Dataset entries:
--------

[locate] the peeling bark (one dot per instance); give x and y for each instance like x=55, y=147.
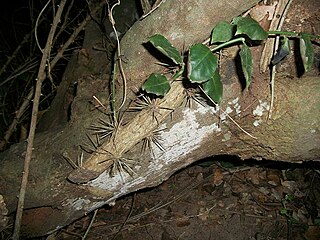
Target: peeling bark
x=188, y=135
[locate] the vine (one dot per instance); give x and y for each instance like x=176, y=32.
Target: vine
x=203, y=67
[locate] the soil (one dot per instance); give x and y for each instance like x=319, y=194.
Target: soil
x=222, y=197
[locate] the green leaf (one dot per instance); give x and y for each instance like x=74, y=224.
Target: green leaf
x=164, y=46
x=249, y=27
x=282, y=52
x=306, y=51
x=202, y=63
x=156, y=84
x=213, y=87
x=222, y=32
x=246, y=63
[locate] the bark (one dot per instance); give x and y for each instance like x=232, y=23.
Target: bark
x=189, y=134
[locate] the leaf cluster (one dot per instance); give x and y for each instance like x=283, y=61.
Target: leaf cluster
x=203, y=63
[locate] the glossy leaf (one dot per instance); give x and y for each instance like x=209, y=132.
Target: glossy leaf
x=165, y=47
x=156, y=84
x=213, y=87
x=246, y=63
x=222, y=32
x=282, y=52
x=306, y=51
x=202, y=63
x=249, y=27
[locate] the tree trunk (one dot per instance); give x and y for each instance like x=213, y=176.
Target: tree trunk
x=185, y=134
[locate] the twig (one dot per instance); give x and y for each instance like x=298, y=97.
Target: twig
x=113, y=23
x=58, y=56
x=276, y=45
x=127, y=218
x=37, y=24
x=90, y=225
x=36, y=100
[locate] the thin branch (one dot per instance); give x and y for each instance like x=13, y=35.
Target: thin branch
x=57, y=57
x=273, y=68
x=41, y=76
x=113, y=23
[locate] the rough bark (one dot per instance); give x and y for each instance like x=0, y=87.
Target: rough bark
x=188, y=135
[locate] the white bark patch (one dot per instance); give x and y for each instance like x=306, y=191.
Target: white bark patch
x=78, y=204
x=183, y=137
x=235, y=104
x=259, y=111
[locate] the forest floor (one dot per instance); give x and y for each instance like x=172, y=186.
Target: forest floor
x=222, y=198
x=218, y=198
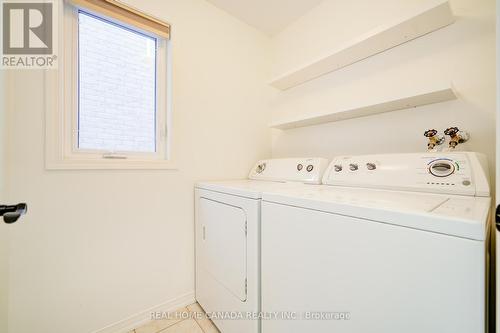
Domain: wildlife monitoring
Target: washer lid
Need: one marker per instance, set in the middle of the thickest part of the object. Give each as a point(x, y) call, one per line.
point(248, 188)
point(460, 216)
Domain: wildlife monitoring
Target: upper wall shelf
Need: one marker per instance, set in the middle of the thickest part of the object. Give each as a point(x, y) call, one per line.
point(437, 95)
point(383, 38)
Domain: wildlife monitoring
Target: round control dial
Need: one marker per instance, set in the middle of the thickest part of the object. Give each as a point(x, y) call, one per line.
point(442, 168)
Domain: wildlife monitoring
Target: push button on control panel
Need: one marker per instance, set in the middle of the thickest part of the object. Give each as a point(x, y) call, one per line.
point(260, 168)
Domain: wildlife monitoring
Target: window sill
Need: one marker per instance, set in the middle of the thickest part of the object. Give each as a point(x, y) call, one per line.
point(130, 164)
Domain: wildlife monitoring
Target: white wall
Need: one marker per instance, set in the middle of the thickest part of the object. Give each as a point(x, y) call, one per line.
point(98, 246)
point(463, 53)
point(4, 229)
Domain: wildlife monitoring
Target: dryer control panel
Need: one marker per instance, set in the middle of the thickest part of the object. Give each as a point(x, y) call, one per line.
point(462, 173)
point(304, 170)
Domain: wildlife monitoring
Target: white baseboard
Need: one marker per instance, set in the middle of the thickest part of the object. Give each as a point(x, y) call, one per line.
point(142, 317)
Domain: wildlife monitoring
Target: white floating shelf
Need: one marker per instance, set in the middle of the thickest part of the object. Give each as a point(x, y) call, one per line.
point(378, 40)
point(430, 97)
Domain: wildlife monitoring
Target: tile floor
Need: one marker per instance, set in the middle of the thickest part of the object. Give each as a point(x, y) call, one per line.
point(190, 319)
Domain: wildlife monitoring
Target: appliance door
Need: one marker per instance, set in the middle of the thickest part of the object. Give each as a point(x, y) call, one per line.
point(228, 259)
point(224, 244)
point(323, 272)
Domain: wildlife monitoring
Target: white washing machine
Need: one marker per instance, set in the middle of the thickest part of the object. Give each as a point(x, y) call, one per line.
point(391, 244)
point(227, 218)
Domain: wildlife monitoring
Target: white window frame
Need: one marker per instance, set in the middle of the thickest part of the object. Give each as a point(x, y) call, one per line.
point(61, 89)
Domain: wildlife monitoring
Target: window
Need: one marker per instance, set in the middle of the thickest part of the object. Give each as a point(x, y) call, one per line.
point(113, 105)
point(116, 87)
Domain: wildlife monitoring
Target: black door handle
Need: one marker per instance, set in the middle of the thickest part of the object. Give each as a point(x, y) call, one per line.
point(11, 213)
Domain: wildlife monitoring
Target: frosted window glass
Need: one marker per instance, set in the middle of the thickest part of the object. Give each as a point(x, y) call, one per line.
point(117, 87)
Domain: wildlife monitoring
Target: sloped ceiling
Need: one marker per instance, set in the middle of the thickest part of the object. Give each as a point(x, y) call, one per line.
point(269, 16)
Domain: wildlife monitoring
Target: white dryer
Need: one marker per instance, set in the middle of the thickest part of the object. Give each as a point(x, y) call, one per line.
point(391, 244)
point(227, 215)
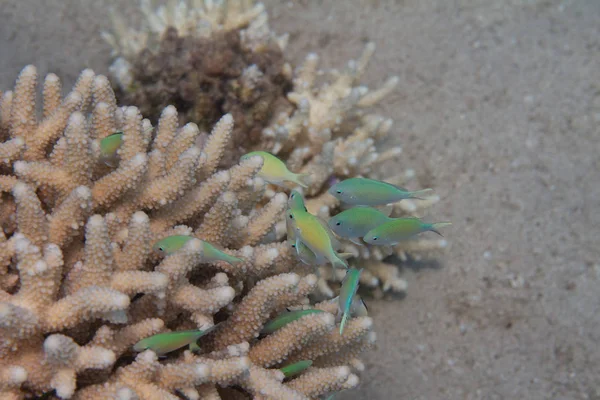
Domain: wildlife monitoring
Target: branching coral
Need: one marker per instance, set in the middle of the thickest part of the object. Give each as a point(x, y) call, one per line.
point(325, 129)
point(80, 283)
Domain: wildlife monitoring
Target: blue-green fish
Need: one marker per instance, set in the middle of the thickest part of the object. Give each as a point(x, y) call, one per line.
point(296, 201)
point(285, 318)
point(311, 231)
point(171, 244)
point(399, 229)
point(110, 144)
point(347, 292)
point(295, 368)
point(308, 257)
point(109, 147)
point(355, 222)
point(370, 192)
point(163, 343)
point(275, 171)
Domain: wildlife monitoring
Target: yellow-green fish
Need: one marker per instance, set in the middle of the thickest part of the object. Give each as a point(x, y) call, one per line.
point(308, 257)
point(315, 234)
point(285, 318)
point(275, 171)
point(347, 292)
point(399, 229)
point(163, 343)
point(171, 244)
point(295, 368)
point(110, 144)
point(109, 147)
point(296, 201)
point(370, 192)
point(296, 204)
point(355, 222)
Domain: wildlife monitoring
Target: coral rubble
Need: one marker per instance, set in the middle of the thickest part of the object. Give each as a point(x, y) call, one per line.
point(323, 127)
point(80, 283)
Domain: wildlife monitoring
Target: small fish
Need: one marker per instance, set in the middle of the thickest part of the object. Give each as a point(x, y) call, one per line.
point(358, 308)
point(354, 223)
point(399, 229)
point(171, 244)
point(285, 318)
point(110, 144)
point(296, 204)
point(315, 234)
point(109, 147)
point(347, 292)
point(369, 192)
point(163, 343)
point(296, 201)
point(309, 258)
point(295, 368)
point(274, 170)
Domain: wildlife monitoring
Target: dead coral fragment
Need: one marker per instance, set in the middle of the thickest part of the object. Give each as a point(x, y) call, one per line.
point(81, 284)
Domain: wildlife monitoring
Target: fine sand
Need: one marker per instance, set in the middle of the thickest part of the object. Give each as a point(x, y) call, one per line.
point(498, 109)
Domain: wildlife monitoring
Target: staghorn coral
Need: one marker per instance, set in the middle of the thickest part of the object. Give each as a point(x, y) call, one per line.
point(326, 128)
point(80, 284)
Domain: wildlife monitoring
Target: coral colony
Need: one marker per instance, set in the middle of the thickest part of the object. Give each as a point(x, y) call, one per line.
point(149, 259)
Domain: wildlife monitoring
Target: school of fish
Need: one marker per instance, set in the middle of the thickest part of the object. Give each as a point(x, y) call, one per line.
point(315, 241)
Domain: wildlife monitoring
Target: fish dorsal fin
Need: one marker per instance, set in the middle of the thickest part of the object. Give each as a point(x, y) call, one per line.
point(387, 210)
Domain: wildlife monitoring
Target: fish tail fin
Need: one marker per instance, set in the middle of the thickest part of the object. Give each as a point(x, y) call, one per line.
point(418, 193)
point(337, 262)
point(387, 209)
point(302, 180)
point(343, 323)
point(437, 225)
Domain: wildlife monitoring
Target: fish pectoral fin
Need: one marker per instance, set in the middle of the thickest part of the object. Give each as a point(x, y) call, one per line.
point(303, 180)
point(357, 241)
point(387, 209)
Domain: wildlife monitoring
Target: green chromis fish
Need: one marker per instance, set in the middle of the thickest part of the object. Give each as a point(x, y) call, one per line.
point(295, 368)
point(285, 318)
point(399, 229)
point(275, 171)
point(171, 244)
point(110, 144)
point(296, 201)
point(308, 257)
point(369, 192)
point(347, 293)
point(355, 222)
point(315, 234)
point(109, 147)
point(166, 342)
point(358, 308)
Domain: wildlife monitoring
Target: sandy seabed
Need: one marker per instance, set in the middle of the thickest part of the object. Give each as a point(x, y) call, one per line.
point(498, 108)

--------

• Try it
Reproduce exactly the line bearing "Target: sandy seabed" and all the lines that come after it in the records above; add nothing.

• Solved problem
Target: sandy seabed
Need: one marker per instance, set in the middle of the thickest part of the object. Give each as a point(x, y) call, one per line.
point(498, 108)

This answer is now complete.